Turn every line of the data below into a JSON list of strings, one string per line, and skip any blank lines. Leave the pictures out.

## begin MATERIAL PROVIDED

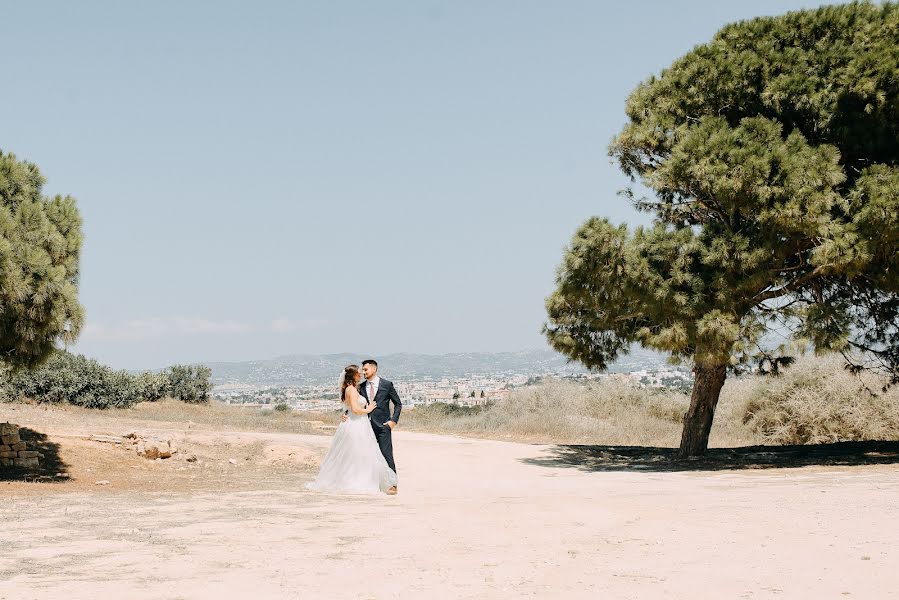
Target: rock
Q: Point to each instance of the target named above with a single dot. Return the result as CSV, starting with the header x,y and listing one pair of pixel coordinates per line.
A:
x,y
10,439
107,439
154,449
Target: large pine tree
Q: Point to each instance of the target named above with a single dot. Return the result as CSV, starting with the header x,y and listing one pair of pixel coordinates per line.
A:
x,y
40,244
772,156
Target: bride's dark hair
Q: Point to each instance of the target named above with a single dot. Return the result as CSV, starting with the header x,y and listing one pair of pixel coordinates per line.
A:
x,y
349,378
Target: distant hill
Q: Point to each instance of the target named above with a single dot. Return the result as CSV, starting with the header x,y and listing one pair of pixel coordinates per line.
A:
x,y
308,369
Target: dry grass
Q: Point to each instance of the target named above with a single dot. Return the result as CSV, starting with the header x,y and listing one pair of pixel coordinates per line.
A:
x,y
214,416
818,402
814,401
561,412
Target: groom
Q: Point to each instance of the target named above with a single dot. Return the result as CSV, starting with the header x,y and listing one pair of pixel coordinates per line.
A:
x,y
382,393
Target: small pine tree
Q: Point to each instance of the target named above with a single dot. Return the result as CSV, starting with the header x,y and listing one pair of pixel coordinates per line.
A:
x,y
40,247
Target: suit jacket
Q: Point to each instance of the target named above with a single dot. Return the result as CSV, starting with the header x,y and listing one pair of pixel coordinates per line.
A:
x,y
383,397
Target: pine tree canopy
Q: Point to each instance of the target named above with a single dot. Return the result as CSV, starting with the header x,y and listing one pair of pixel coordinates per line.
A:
x,y
40,243
772,157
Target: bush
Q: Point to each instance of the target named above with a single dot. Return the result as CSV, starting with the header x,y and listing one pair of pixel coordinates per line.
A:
x,y
817,402
189,383
76,379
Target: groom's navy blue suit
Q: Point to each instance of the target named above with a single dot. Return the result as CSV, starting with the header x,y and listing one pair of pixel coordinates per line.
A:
x,y
383,397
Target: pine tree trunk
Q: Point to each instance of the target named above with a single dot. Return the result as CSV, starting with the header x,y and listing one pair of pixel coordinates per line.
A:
x,y
707,383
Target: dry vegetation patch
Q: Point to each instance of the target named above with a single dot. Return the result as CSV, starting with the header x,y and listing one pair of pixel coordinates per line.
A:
x,y
815,401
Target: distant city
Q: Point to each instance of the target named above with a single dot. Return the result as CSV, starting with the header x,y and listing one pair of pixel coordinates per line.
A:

## end MATERIAL PROVIDED

* SOLUTION TO THIS EXERCISE:
[
  "Target: rock",
  "Q: Point to each instance of the target named above with a single dot. Return the result as CSV, starting with the header x,y and listing one pair of pixel coordinates per line.",
  "A:",
  "x,y",
  "10,439",
  "107,439",
  "154,449",
  "Target: large pine tree",
  "Q: Point to each instance of the target named above with a single dot. Return the result as CSV, starting with the header x,y and listing one pair of pixel coordinates per line.",
  "A:",
  "x,y",
  "40,244",
  "772,156",
  "Target: bride's dark hair",
  "Q: Point to each instance of the target named above with a single dot. Return the result as CSV, starting with the header x,y and listing one pair of pixel coordinates per line.",
  "A:",
  "x,y",
  "349,378",
  "Target: distant hill",
  "Q: Point to each instance of the target named above with a single dot. Return the result as CSV, starting with the header x,y and listing one pair of pixel coordinates per line.",
  "A:",
  "x,y",
  "308,369",
  "Target: dry grass",
  "Q: Point to each instance of the target named above with a single dot. Return the result as CSV, starting with the header x,y and listing one pair of pixel coordinates per line.",
  "A:",
  "x,y",
  "214,416",
  "818,402",
  "814,401",
  "561,412",
  "Target: groom",
  "Q: Point to each instance of the target named above with a single dot. Return the result as CSV, starting with the header x,y and listing one pair of pixel coordinates per line.",
  "A:",
  "x,y",
  "382,393",
  "Target: small pine tree",
  "Q: Point to each instance of the target named above with a single dot. Return the result as CSV, starting with the header x,y and listing one pair of pixel coordinates per line.",
  "A:",
  "x,y",
  "40,247",
  "Target: suit jacket",
  "Q: Point to each instance of the target named above with a single dot. Return the result as CSV, starting with the header x,y and listing one pair of pixel coordinates per line.",
  "A:",
  "x,y",
  "383,397",
  "Target: pine tree canopy",
  "Q: Point to each instance of the target named above with a single dot. Return the result as CSV, starting with the header x,y and listing one pair of pixel coordinates per line.",
  "A:",
  "x,y",
  "40,243",
  "772,157",
  "Target: bush",
  "Q: Point to each instance of the target named above with a single dot. Return the result as CSV, starting with the header x,y and listing one pair of pixel coordinates per line.",
  "A:",
  "x,y",
  "817,402",
  "189,383",
  "76,379",
  "Target: groom's navy blue suit",
  "Q: Point to each instance of the target named above with a single dot. Return the result as CSV, starting with the header x,y and listing one pair of pixel coordinates per line.",
  "A:",
  "x,y",
  "383,397",
  "Target: pine tree trunk",
  "Q: Point to each instance of the target named above with a single dot. Return the result as CSV, starting with the header x,y and listing one pair of pixel coordinates per line.",
  "A:",
  "x,y",
  "707,383",
  "Target: dry vegetation patch",
  "Q: Point to each instance of the target named above with a single dot. Return the result as CSV, starting with the header x,y and listing one pair of pixel coordinates per line.",
  "A:",
  "x,y",
  "815,401",
  "Target: distant city",
  "Q: Point to each instance of the target named above with a single dot. Return the result as CSV, starting with the header x,y and listing one pair of pixel coordinates per line.",
  "A:"
]